#### QUOTED PASSAGE
With the referendum now called, the respective stay and leave camps are well underway in campaigning for our votes come decision day. But, do we really know what impact a Brexit may have on the world of skills and employability, and is staying in the EU any better?
If we stay, in some respects it will be business as usual. The EU has a long tradition of providing programmes aimed to boost employability and skills through education and training. Currently this includes Erasmus+, which will provide opportunities for 4 million Europeans to study, train, and gain work experience abroad up to 2020. And, of course, there is ESF provision, supporting area based initiatives co-financed by DWP, the SFA and Big Lottery. Collectively this makes up an important component of the current market, especially at a time when other funding streams are being cut. If we left the EU, the Government may of course reallocate some of its wider legacy EU spend into new, comparable programmes, which may even be less prescriptive and bureaucratic to manage and deliver than their EU equivalents. There is, however, no guarantee of this.
The rules around eligibility for overseas students taking part in FE provision are already complex. EU students (non UK nationals) can currently access a range of support, depending on the period for which they have been settled in the UK. In contrast, non-EU overseas students represented around £52m in tuition fees to the FE sector in England in 2011/12. EU students also currently have more flexibilities in combining paid work with study to their non-EU counterparts. Will the UK maintain the same principles post a possible Brexit, or will the lure of leveraging extra tuition fees from all overseas students, EU or otherwise, prove to be too great? What though, if a Brexit contributes to a dropping off in overseas student numbers, with study in other countries becoming more attractive? What too will be the expectation upon the FE sector in acting as a safeguard against inward EU migration through the post-16 back door?
Brexit would have a direct bearing on welfare spend. The Government has claimed that 40% of recent EEA migrants are in households supported by the welfare system, accounting for 10% of the total welfare bill. On average, families with a recent EEA migrant claim almost £6,000 per year in tax credits, and of these, around 8,000 families receive more than £10,000 pounds. Under a Brexit, the Government would have the option of culling some or potentially all of this spend, and re-directing it elsewhere. Could, however, that result in welfare prejudice against settled EU families?

#### OBJECTIVE A
Answer these from the piece on Brexit, skills and employability:
(i) Up to 2020, how many Europeans will Erasmus+ give opportunities to study, train, and gain work experience abroad?
(ii) What amount in tuition fees did non-EU overseas students represent to the FE sector in England in 2011/12?
(iii) What percentage of recent EEA migrants does the Government claim are in households supported by the welfare system?
The piece on Brexit above has no connection to the listing that comes after it.

[Items in a dataset listing]
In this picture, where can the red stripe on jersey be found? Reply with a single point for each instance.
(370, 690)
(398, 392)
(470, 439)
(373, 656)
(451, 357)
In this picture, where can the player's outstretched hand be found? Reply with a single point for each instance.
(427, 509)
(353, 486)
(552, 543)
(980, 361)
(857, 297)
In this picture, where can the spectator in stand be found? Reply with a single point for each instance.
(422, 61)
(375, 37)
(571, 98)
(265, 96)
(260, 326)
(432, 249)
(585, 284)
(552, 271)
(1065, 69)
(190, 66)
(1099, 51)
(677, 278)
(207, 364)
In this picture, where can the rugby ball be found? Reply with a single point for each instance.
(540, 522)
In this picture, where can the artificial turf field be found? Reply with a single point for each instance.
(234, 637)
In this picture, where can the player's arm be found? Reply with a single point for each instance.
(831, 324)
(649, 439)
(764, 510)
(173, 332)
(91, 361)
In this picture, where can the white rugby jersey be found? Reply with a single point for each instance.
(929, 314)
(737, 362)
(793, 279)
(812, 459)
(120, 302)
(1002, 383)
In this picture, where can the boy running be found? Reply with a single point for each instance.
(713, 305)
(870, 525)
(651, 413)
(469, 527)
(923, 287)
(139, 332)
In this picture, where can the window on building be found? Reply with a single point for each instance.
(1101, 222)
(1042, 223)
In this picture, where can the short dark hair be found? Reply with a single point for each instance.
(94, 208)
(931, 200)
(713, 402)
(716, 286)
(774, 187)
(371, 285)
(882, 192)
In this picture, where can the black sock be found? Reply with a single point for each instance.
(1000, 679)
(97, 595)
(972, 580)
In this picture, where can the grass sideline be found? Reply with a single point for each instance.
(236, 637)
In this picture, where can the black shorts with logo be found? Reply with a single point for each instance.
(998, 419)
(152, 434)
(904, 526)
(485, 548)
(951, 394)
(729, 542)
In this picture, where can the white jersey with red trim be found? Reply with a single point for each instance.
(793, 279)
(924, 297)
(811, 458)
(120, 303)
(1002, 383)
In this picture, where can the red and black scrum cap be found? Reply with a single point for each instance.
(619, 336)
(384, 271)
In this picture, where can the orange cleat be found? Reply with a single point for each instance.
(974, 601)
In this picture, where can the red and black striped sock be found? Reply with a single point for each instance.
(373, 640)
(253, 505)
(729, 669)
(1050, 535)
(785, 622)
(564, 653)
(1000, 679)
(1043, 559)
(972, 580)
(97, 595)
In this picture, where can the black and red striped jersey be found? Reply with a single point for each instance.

#### OBJECTIVE B
Select each line of the listing that contains the word "white".

#### TASK SOLUTION A
(i) 4 million
(ii) Around £52m
(iii) 40%

#### TASK SOLUTION B
In this picture, where can the white rugby jersey be found? Reply with a single point for each instance.
In this picture, where can the white jersey with red trim be found? Reply with a single point for each instance.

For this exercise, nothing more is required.